Text section →
<<<<

Facebook history says that I watched and posted an inspirational video called Wrong Roads on my wall, and I said this: Really needed this message this morning. The best way to start your morning is with light and truth.
It’s nice to know that day started with that bright spot. I hope that was in my subconscious. I would need it in the coming weeks and months.
It would be impossible to comprehend this journey without the Lord. It would not have been possible. I could not have done it.
Thankfully, I didn't have to.


This is the face of a woman who can't believe she graduating after what she'd been through.
It still surprises me that I didn't go crazy like I thought I was. That I can laugh and joke about that time. That it's not even a big deal anymore. For all the pain I endured then, the peace of now is stronger.
Maybe that's the miracle after all.


Update:
I still can’t smell. Shocker! Haha, I’ve stopped looking for it to come back. Actually, I forget that things are supposed to smell. In my every day life, I never run into problems with this.
The only times I ever really think about it anymore are when I’m reminded that something is missing.
Like driving in my car and thinking I smell something, freaking out because I can’t figure out if my car is going to explode in three seconds and why aren’t any alarms going off and am I billowing smoke…? And then remembering that I can’t smell, I’m not smelling anything, and the alarms aren’t going off because everything is fine.
Not that that’s ever happened, I’m just saying.
I’ve actually had a few hard experiences lately that embarrass me, moments where I remember what I used to have and for one reason or another, it really hurts now. Tears are shed and I need to take a moment to recover myself, and then I move on, forcing the feelings away because there’s no use crying anymore.
But oh, those moments hurt.
I’m perfectly fine otherwise. I forget what pizza used to taste like. I only know what it tastes like now.
I didn’t try to smell the Christmas tree this year because I forgot that Christmas trees are supposed to smell.
I prefer fresh fruits and veggies to the alternative because they taste better than anything else. Doesn’t mean I’m any better about eating them, but they taste better.
I do sometimes wonder about my head after that wicked concussion, and if I think about it too much, I get really worried, so I try not to. I’d rather not scare myself into a doctor’s appointment only to be told I’m fine.

>>>>

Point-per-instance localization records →
<<<<

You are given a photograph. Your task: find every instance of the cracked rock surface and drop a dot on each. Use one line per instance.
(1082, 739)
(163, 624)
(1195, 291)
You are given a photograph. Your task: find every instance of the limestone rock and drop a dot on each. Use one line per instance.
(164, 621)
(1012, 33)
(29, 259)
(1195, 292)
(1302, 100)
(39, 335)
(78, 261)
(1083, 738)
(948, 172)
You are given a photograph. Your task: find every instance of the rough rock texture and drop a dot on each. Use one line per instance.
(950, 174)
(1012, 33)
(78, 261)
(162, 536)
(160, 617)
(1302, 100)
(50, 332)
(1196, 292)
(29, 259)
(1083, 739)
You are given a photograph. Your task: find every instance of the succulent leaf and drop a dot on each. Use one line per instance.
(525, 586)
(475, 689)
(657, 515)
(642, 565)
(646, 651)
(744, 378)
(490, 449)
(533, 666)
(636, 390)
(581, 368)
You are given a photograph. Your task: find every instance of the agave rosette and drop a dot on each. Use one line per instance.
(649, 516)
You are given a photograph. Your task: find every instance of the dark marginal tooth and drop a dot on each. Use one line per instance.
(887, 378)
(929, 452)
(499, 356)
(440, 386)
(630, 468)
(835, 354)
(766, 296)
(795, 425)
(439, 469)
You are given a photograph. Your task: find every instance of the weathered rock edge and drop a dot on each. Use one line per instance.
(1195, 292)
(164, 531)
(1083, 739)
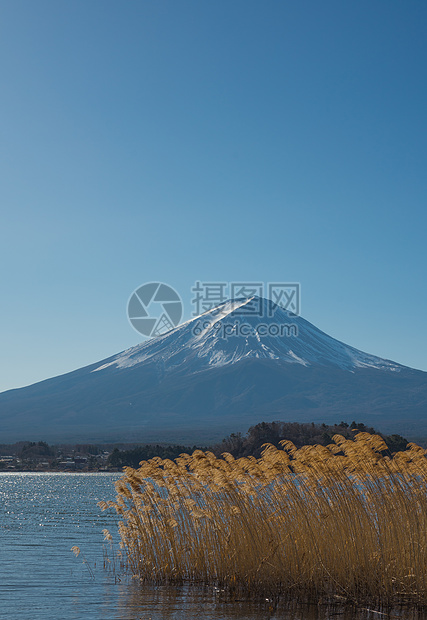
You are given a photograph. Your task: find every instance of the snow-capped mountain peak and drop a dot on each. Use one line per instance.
(243, 329)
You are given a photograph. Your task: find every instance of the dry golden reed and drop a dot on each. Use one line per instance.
(342, 520)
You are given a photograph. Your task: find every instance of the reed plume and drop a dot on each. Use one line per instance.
(343, 520)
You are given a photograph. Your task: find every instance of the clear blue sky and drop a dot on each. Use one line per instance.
(278, 140)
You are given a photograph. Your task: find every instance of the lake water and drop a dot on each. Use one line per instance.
(43, 515)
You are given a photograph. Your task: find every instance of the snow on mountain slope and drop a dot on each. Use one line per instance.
(241, 329)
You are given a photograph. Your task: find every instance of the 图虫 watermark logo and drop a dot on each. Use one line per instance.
(154, 308)
(286, 295)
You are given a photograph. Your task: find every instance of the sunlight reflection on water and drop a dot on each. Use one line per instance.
(43, 515)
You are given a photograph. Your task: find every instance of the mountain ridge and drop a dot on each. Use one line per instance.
(192, 383)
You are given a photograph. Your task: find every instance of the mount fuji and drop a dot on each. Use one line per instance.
(245, 361)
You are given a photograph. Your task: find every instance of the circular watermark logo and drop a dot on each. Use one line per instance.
(154, 309)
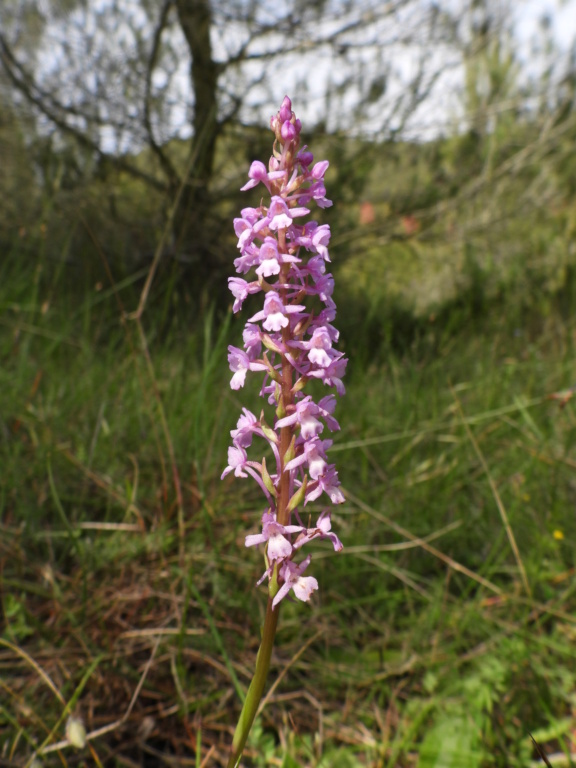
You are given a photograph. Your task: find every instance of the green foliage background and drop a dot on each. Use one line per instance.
(444, 633)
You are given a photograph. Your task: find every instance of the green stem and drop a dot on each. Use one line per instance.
(256, 689)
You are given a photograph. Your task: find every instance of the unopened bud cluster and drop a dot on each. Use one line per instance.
(290, 341)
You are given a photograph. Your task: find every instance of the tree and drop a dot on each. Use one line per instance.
(120, 76)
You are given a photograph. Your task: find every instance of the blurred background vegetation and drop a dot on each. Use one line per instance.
(444, 634)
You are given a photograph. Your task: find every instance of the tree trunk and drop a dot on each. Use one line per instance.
(195, 18)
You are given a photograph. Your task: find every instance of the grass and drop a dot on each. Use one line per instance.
(442, 635)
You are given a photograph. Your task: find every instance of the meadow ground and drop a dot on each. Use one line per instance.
(443, 634)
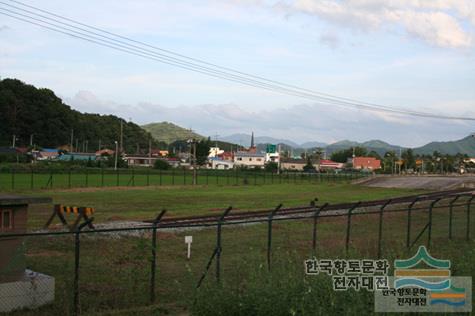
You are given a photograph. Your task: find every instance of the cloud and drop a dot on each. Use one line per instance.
(441, 23)
(300, 123)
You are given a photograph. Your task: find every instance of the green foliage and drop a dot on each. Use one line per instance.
(168, 132)
(161, 164)
(202, 151)
(343, 155)
(27, 111)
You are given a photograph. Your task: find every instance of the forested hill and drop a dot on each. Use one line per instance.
(26, 110)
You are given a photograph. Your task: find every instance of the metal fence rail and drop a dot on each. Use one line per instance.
(424, 205)
(30, 179)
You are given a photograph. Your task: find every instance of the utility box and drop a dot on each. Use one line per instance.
(18, 286)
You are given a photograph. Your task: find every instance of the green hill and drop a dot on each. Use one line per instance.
(26, 110)
(168, 132)
(463, 146)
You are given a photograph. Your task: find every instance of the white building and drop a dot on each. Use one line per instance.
(216, 163)
(249, 159)
(215, 152)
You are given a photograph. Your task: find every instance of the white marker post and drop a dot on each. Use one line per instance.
(188, 241)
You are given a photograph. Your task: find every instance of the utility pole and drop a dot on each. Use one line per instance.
(116, 154)
(150, 152)
(121, 135)
(72, 140)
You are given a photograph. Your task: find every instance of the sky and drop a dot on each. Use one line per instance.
(407, 54)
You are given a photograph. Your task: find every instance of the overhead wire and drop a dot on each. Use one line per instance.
(195, 65)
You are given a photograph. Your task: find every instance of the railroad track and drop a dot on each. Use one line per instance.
(304, 211)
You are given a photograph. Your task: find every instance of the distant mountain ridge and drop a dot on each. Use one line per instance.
(168, 132)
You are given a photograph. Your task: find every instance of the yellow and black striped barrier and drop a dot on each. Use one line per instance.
(79, 212)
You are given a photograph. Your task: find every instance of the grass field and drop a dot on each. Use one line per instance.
(115, 268)
(146, 202)
(14, 180)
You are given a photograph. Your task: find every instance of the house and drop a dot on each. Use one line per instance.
(46, 154)
(366, 163)
(249, 159)
(105, 152)
(159, 153)
(77, 157)
(144, 161)
(272, 157)
(221, 164)
(215, 152)
(326, 164)
(227, 155)
(292, 164)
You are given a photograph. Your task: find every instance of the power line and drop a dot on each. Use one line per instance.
(192, 64)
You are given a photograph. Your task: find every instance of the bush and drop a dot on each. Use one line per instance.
(161, 164)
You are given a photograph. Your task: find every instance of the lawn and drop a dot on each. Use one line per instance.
(115, 268)
(146, 202)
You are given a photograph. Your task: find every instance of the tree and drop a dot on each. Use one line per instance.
(343, 155)
(271, 166)
(161, 164)
(202, 151)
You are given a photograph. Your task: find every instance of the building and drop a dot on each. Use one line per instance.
(143, 161)
(19, 287)
(326, 164)
(366, 163)
(217, 163)
(78, 157)
(46, 154)
(105, 152)
(292, 164)
(249, 159)
(215, 152)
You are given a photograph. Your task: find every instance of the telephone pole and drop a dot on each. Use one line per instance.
(121, 135)
(72, 140)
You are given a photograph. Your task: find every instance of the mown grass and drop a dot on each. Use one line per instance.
(115, 269)
(146, 202)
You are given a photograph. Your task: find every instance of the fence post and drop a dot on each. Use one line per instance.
(218, 243)
(429, 232)
(32, 182)
(315, 222)
(469, 204)
(451, 208)
(269, 234)
(77, 246)
(348, 225)
(409, 218)
(13, 178)
(380, 234)
(156, 221)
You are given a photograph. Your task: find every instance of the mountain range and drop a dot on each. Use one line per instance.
(169, 132)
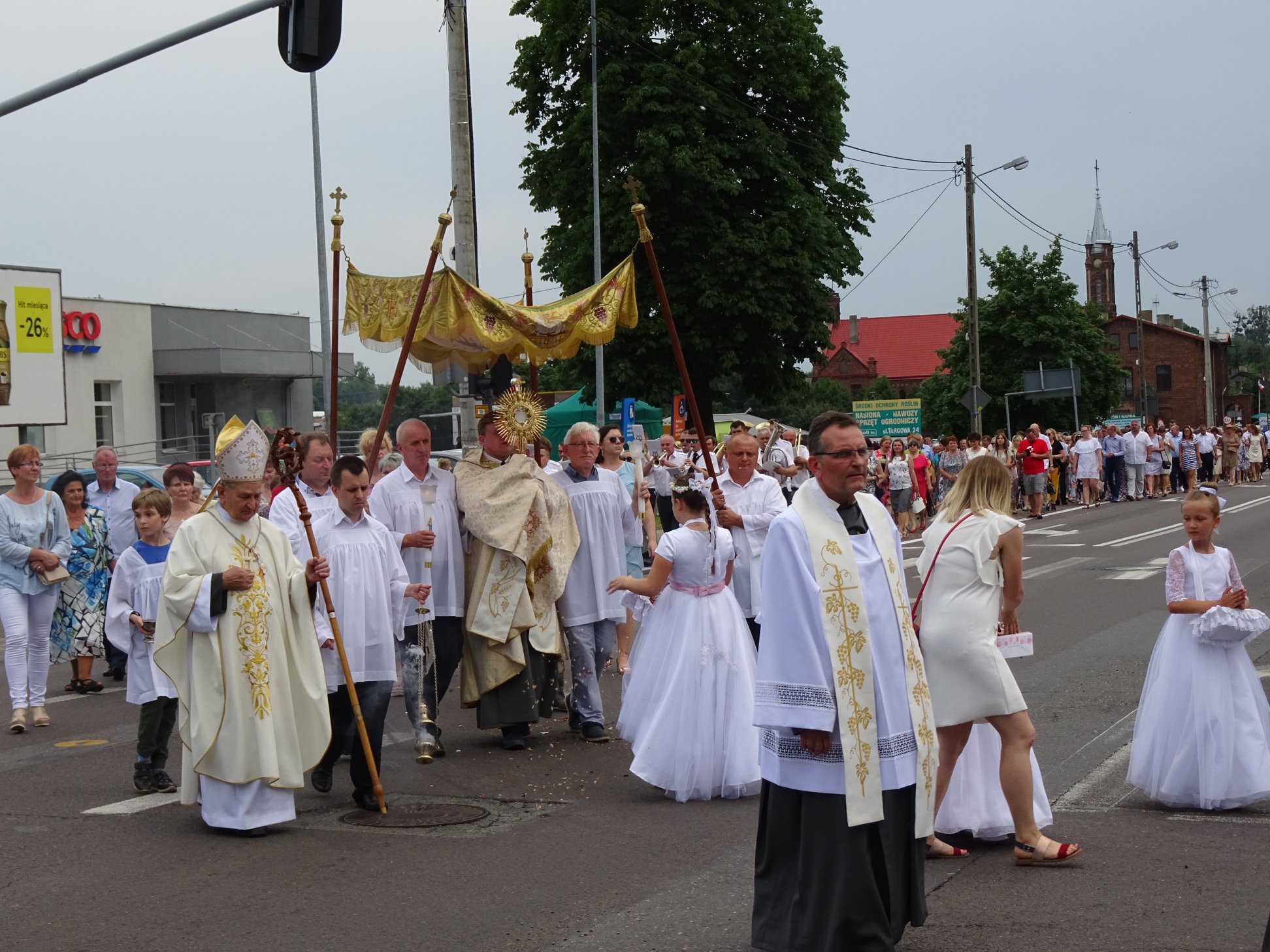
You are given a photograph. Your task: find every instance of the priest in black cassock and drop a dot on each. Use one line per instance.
(847, 747)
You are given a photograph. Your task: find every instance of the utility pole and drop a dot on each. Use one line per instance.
(1208, 355)
(1142, 343)
(323, 296)
(972, 282)
(465, 196)
(601, 409)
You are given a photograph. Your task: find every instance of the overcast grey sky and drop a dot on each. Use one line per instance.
(187, 178)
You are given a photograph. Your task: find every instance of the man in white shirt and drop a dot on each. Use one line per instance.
(1135, 445)
(418, 504)
(114, 499)
(660, 470)
(589, 612)
(746, 503)
(317, 457)
(367, 584)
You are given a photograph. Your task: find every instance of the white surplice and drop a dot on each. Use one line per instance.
(795, 687)
(135, 588)
(757, 503)
(399, 503)
(367, 586)
(253, 696)
(608, 526)
(285, 513)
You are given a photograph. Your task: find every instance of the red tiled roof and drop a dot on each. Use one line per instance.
(905, 345)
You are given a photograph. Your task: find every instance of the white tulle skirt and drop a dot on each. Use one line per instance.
(975, 800)
(1201, 735)
(689, 699)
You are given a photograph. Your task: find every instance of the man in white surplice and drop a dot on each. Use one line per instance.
(419, 505)
(847, 737)
(368, 587)
(606, 526)
(317, 457)
(746, 503)
(235, 635)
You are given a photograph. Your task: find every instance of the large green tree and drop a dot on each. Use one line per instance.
(730, 112)
(1032, 317)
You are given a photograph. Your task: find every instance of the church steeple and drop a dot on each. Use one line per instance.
(1099, 259)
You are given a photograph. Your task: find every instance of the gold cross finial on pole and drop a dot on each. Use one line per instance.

>>>>

What you have to do → Translate this sentence from the post about losing the sense of smell into Spanish: "I forget what pizza used to taste like." The records have no connection to the text.

Reply to the task → Se me olvida a qué sabía antes la pizza.